Information shown:
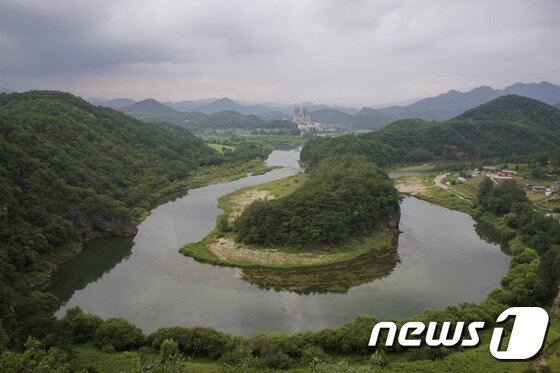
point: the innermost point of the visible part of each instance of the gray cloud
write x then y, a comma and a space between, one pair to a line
348, 52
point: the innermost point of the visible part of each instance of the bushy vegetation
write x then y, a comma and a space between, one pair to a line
506, 129
118, 334
39, 165
71, 171
343, 198
533, 277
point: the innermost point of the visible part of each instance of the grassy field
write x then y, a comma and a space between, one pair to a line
477, 359
219, 247
220, 148
234, 136
425, 167
423, 187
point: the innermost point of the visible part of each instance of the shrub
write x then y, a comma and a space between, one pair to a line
195, 341
120, 334
168, 350
82, 325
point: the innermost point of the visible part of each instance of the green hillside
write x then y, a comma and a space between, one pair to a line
72, 171
506, 129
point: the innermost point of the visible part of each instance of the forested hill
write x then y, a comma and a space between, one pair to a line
505, 129
71, 170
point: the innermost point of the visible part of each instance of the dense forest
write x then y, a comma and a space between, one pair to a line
72, 171
509, 128
150, 110
67, 166
343, 197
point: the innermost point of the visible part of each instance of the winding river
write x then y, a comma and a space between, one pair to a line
444, 257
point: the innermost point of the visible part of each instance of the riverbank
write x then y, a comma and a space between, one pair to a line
220, 247
205, 176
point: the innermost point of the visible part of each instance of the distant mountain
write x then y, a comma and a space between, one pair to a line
543, 91
148, 106
450, 104
332, 116
187, 105
150, 110
115, 103
225, 119
371, 119
508, 128
222, 104
444, 106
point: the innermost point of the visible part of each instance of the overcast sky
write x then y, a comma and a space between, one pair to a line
334, 52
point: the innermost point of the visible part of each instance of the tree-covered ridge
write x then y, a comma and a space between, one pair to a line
150, 110
507, 128
342, 198
71, 170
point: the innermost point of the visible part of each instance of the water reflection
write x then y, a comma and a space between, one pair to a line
442, 260
96, 259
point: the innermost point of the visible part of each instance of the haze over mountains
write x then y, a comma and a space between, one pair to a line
442, 107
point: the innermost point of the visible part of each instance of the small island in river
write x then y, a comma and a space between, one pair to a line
336, 212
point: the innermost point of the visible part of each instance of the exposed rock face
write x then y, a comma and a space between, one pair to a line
97, 225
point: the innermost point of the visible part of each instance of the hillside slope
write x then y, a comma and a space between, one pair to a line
507, 128
72, 171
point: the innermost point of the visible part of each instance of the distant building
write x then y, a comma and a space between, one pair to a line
490, 171
302, 118
507, 174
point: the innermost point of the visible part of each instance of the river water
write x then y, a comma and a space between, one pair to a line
444, 257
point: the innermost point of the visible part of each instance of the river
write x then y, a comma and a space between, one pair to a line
444, 257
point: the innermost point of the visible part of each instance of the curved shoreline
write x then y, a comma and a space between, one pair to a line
219, 246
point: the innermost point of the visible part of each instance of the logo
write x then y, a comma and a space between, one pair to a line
526, 340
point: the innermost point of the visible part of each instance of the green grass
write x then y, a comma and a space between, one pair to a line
425, 167
442, 197
226, 173
236, 136
86, 357
377, 242
220, 148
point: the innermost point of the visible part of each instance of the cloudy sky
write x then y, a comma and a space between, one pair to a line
335, 52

About this exercise: Apart from the images, retype the full material exactly as written.

Response:
point: the innermost point of the visible part of each instance of the gray cloud
write x then y, a comma and a space between, one pair to a line
348, 52
point: the innermost point of the visible part of each instance of the bushy vegetation
write x then y, a comma and a space between, one pair to a line
506, 129
118, 334
39, 165
71, 171
343, 198
533, 277
point: the innermost point of the visible part of each instance of the grassy field
write x then y, a comma and a space between, one pair to a line
477, 359
219, 247
220, 148
234, 136
425, 167
423, 187
point: the innermost point of the visible part of each instance of the shrub
write x then y, a comma and a space between, one pair to a line
195, 341
120, 334
168, 350
82, 325
point: the innermost point of the visible part of each instance of the green hillside
write x then y, a comma and a space between, one pair to a line
72, 171
506, 129
point: the innermost point of the visible part of each instance of the forested hill
write x then y, a comma and a space between, one pair to a line
505, 129
71, 170
point: the innermost point of the visible part of each instance of the dense forest
write x then y, a comma and a space between, one pair to a line
72, 171
509, 128
150, 110
67, 166
343, 197
point: the innermost point of the visible part of each instance of the winding river
write x then y, a comma and a space between, one pair to a line
444, 257
point: the innermost point of the visible part of each instance of the riverbank
write x then y, a comma and a space between, one pair to a line
220, 247
205, 176
point: the innermost point of the visible part of each instance of the distant mountain
write x then y, a comma and a space between, one pair to a line
543, 91
148, 106
450, 104
332, 116
187, 105
150, 110
115, 103
225, 119
371, 119
508, 128
222, 104
444, 106
point: the innermost point of the visible part of each instance of the overcast sky
write x then y, a comma and a space between, one pair to a line
334, 52
point: the innermost point of the visible part of each instance of the tree-covered ridge
write x then y, a comma and a space between, one pair to a line
150, 110
507, 128
342, 198
71, 170
point: the innermost point of the visible part of each instance of the water reflection
write x then y, a comma and a space between, one pair to a line
442, 260
96, 259
point: the innermost point of the visible part of each instance of the haze over mountains
write x then y, a comma and a space between, one pair to a line
442, 107
point: the innermost point of the visible part of each instance of the small island in river
write x then y, a comma and a space between, one pair to a line
336, 212
point: the innermost point of the visible part of each instance of the exposed rock face
write x then y, a comma and a space between, one pair to a line
97, 225
point: the innermost point of the visible part of each instance of the hillside slope
write x then y, a comma and a space between, one pair to a line
507, 128
72, 171
point: the innermost point of the visible part of each instance of the distant building
write x then y, a comma and a space between, one pair to a line
490, 171
302, 118
507, 174
point: the innermost point of the visible part of each instance of the river water
write x then y, a comma and a space between, one pair to a line
444, 257
point: the innermost point of the visible part of each instance of the river
write x then y, a comma and a space between, one pair to a line
444, 257
point: the innermost point of the visible part of each instance of the curved shoreline
write x then y, a comma and a space between, one pair to a line
219, 246
point: the innermost point of the visible part of each instance of the logo
write x then y, a comma and a space between, one pair to a line
526, 340
point: the innermost point of the visible part of each instance of the green grass
write x then y, a comma and a space between, one pair to a line
425, 167
442, 197
226, 173
236, 136
86, 357
377, 242
220, 148
point: the innermost point of the visible part of each instance of the cloudy sky
write x then y, a comma and a space between, one pair to a line
335, 52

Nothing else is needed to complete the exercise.